Extrait à lire:
« Mohammed Salama, Mariam Abou Daqa, Moaz Abou Taha et Hossam Al-Masri. Je ne sais pas comment écrire l’éloge funèbre de chacun d’eux, nous sommes épuisés par les annonces de décès et les condoléances. Nous ne pouvons que dire : Nous appartenons à Dieu et vers Lui nous retournons. » Wadih Abou Al-Saoud
J'écris en hommage à tous ces journalistes, dont Anas Al-Sharif qui a fait le choix de rester à Gaza alors qu’il pouvait partir avec sa famille, pour continuer à couvrir et dévoiler ces images terrifiantes qui ont un prix, celui d’être pourchassé pour que la terreur du génocide puisse se confondre dans le silence de l’oubli.
En hommage à tous ces artistes, ces poètes, ces écrivains, ces penseurs, ces travailleurs, qui ont été assassinés dans le bombardement du cafe El-Baqa, dernier bastion où l’on pouvait avoir internet et résister à sa manière.
Ils ont tous joué un rôle clé dans la prise de conscience mondiale. Nous sommes passés de l’appréhension à l’idée d’évoquer le génocide prémédité d’Israel (Cf leurs discours) et ses conséquences sur notre entourage, notre profession, à assumer notre position quoiqu’il advienne et renverser la honte vers ceux qui détournent le regard et justifient cette ignominie.
Notre regard a changé certes et ce n’est toujours pas suffisant, mais nous savons maintenant que la complicité qui a permis ces crimes, fait partie d’un système élaboré, lucratif et bien plus vaste qu’on ne le pense. Leur sacrifice nous donne un morceau de réponse, bien que l’on aimerait ne pas en arriver à entrevoir la vérité aux dépens de l’existence d’un peuple entier.
Un châtiment pire que la mort, Inimaginable cruauté, L’indignité en triomphe, L’avidité qui produit la mort, Vouloir plus, toujours plus, Quitte à vendre son âme au diable, Bien qu’il semblerait que certains hommes aient surpassé sa monstruosité légendaire, S’acharner sur un peuple, Les faire mourir de faim, Leur faire perdre espoir, Leur faire ressentir qu’ils sont abandonnés par le monde, Vouloir les faire résigner à l’oubli et au désespoir
Survivre dans l’humiliation,
Où ils sont obligés de filmer des instants intimes, comme la mort d’un être cher, pour que nous, occidentaux, puissions ou non bien vouloir les croire pour nous indigner, nous éveiller…
Et c’est alors qu’une petite fille au milieu de la désolation, innocente et survivante, qui cherchait seulement de l’eau, à disparu à tout jamais. Désintégrée soudainement par un bombardement, celui qui semble ne jamais avoir de coupables.

Consignes:
(a) Relevez toutes les personnes désignées par leur nom dans l'hommage aux journalistes de Gaza.
(b) Poursuivez l'hommage aux journalistes et aux victimes de Gaza à la suite de sa dernière phrase.

[Données enregistrées]
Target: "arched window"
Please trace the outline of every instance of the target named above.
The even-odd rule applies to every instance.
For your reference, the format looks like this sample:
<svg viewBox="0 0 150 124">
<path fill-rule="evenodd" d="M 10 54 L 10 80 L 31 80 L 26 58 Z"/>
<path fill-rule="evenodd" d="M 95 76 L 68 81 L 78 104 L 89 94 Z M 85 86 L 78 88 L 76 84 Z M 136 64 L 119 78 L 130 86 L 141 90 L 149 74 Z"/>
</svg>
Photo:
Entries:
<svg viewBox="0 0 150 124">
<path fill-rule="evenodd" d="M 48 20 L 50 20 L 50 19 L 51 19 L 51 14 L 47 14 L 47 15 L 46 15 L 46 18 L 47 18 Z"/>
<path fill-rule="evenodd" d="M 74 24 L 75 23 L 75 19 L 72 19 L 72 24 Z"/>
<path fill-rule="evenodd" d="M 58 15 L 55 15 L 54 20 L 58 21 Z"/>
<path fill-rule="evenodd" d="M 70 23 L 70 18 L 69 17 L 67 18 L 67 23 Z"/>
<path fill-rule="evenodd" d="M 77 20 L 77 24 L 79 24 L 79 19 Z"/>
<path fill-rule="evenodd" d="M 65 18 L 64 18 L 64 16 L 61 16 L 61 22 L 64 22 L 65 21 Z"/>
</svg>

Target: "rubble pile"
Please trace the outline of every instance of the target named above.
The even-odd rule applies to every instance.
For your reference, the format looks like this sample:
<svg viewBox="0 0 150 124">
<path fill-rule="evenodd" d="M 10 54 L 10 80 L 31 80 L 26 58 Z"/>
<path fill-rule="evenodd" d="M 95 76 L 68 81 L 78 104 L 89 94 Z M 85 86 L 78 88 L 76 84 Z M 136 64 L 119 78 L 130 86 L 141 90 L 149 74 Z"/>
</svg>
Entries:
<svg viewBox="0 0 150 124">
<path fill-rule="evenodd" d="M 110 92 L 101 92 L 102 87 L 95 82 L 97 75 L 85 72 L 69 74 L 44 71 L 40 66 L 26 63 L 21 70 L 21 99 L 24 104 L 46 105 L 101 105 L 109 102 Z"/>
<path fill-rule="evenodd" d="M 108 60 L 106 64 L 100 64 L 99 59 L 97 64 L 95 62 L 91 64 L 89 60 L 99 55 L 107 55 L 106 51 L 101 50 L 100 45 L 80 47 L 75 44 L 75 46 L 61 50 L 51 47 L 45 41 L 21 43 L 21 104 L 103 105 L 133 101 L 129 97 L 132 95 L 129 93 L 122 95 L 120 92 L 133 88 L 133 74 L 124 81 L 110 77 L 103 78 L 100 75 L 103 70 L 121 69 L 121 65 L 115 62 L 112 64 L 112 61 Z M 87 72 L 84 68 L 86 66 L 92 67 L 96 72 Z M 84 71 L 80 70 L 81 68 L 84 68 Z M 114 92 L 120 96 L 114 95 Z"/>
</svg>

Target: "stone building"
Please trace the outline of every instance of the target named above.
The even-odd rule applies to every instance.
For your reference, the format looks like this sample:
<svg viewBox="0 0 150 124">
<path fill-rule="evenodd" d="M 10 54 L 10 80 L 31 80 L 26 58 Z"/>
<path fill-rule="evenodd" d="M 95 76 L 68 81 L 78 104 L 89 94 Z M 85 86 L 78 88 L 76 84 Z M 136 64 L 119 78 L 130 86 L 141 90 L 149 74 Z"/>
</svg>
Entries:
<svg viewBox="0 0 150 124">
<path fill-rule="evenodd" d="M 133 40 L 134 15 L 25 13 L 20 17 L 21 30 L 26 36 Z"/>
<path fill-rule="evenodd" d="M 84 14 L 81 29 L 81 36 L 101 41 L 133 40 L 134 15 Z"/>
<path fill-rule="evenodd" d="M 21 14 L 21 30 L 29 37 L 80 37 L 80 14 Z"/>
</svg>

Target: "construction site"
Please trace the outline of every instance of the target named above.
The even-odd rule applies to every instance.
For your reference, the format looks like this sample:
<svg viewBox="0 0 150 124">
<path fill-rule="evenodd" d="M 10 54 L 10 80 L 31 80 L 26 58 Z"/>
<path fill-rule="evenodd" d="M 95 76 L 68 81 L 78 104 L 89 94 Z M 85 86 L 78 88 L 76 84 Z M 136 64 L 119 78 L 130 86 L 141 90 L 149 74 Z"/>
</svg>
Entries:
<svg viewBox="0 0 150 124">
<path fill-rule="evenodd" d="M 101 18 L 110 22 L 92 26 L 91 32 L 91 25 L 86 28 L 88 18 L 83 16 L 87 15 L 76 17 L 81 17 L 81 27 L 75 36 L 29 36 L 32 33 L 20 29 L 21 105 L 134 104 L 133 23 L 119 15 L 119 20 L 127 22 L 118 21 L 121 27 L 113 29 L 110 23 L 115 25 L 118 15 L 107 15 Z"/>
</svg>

Résultats par consigne:
(a) Mohammed Salama, Mariam Abou Daqa, Moaz Abou Taha, Hossam Al-Masri, Wadih Abou Al-Saoud, Anas Al-Sharif

(b)
…Voici le visage de l’impunité. Je me demande ce que le tueur a éprouvé à ce moment là, est-ce qu’ils jubilent lorsqu’ils tuent ? Feront-ils des cauchemars jusqu’à la fin de leur misérable vie ? Est-ce que dans 20, 30 ou 40 ans ils seront pourchassés partout où ils iront comme les chasseurs des nazís qui ont voué leur existence pour les retrouver et reconstituer l’histoire pour que la justice triomphe ? Pour recoller les morceaux oubliés d’une mémoire qu’on a voulu subtiliser au monde…
Je me demande, comment un parent, un enfant, un ami ou un amour, parvient à survivre face à la mort systématique et prémédité de toutes les personnes qu’ils ont tant aimées, connues, avec lesquelles elles ont partagées tant de souvenirs…
Même les lieux qui les incarnent sont effacés, les paysages défigurés, les arbres déracinés, les animaux qui sublimaient ces moments fugaces, décimés à leur tour ; la mémoire d’une terre à l’histoire riche de plusieurs millénaires, qui a vu naître des mythes est supprimée… Comme on le ferait pour un dossier trop encombrant d’un ordinateur.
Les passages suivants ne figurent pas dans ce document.